▶ **EXERCISE INSTRUCTIONS**
#1 According to the text about Ludwig Wittgenstein, what institution now occupies the Vienna house he helped design for his sister?
#2 Go on with the text about Ludwig Wittgenstein, starting after its final sentence.

After serving in the Austrian Army during WW I, Ludwig Wittgenstein gave away his considerable fortune, always refused to wear a tie, furnished his rooms with simple deck chairs, played the clarinet, and wolfed down plates of cream doughnuts while watching his favorite John Wayne films. Wittgenstein gave up philosophy and taught in elementary schools in Lower Austria from 1920 to 1926. For a time he even took up a job as a gardener's assistant at a monastery. From 1926 to 1928 he became involved in the design of a modernist mansion for his sister, a testament to the aesthetic austerity that he championed (no baseboards, bare light bulbs for illumination). The house still stands in Vienna and serves as the Bulgarian Cultural Institute. I forgot to mention that Ludwig also took up sculpture – a true polymath.

Extraordinarily handsome as a youth, he counted Adolph Hitler among his classmates. They were the same age, but Wittgenstein was two grades apart from Hitler (Ludwig had been advanced a grade and Hitler held back one); there has been much speculation as to whether or not they were friends. At the age of nineteen Ludwig took up aeronautical studies in Manchester, England, where he designed a jet engine; the complex mathematics needed for such an endeavor led him to explore the foundations of mathematics. While at Cambridge he studied with an influential teacher, Bertrand Russell, and it is difficult to discern which had the greater impact on the other. Wittgenstein’s work was primarily in the philosophy of mathematics, the foundations of logic, the philosophy of mind, and the philosophy of language. His two great published philosophical works are densely crafted and thus difficult to read and comprehend. Nevertheless, Wittgenstein is generally regarded as one of the twentieth century's most important philosophers.

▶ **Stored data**
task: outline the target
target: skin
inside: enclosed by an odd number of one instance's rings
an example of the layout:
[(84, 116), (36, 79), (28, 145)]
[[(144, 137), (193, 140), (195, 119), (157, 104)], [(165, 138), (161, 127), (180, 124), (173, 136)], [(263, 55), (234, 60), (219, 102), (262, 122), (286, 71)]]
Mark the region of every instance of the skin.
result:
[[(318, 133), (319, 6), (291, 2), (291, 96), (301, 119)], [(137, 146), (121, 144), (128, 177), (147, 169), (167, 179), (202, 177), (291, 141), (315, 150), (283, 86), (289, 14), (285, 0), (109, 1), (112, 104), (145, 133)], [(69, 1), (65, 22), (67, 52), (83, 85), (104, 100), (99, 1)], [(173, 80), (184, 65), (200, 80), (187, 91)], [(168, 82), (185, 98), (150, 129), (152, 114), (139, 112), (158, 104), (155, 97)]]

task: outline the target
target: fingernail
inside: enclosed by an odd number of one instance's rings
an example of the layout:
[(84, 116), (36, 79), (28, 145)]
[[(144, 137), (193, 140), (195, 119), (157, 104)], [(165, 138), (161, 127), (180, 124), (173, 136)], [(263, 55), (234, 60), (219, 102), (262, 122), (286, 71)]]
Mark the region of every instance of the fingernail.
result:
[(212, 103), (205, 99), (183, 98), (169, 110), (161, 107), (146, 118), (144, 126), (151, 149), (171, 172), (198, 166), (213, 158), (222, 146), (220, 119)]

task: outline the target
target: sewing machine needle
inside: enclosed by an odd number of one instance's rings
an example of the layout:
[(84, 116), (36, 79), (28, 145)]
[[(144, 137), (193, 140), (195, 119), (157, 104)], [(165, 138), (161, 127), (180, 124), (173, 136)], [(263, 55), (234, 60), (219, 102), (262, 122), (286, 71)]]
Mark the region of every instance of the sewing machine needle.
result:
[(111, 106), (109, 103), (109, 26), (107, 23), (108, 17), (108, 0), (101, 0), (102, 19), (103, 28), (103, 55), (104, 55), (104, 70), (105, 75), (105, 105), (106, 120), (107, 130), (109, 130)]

▶ **ANSWERS TO EACH TASK**
#1 The Bulgarian Cultural Institute.

#2
In November 1912, on the recommendation of fellow student John Maynard Keynes (with whom Wittgenstein shared a male lover), Ludwig was elected to the elite Cambridge society known as the Apostles, which at that time maintained an aura of homoeroticism. An atmosphere that teetered on the brink of male/boy worship made Wittgenstein so uncomfortable that he stopped attending meetings. Ludwig was unsettled by his homosexuality and quite secretive about his sexual interests and activities. He wrote his diary in code, identifying the males with whom he had relations by a letter (Ben Richards was code named “Y”). This was perhaps to be expected, given the fact that homosexuality was illegal in Austria and Britain at the time. Historian Julie Anne Taddeo wrote, "The Cambridge Apostles transformed the definition of sodomy from an illegal and sinful act to an alternative creed of manliness and transcendental love and hoped to spread the gospel of the Higher Sodomy among their enlightened contemporaries."

During his student days in Vienna, Wittgenstein was known to cruise the Prater, a large public park where he hooked up with rough trade youths. He also frequented a café that was a chess club during the day, but a raucous gay bar by night. However, Wittgenstein went on to have several serious affairs with Englishmen of his own class – mathematics student David Pinsent, philosopher Frank Ramsey, the much-younger medical student Ben Richards, and architect Francis Skinner (at left in photo, shown walking with Wittgenstein). In 1929 Wittgenstein returned to Cambridge, where he became a professor in 1939. He resigned that post in 1947 to move to Ireland, where he hoped he’d find the solitude to complete his second great work, Philosophical Investigations. This plan didn’t come to fruition, unfortunately. It was published in its incomplete form in 1953, two years after his death from prostate cancer at the age of sixty two.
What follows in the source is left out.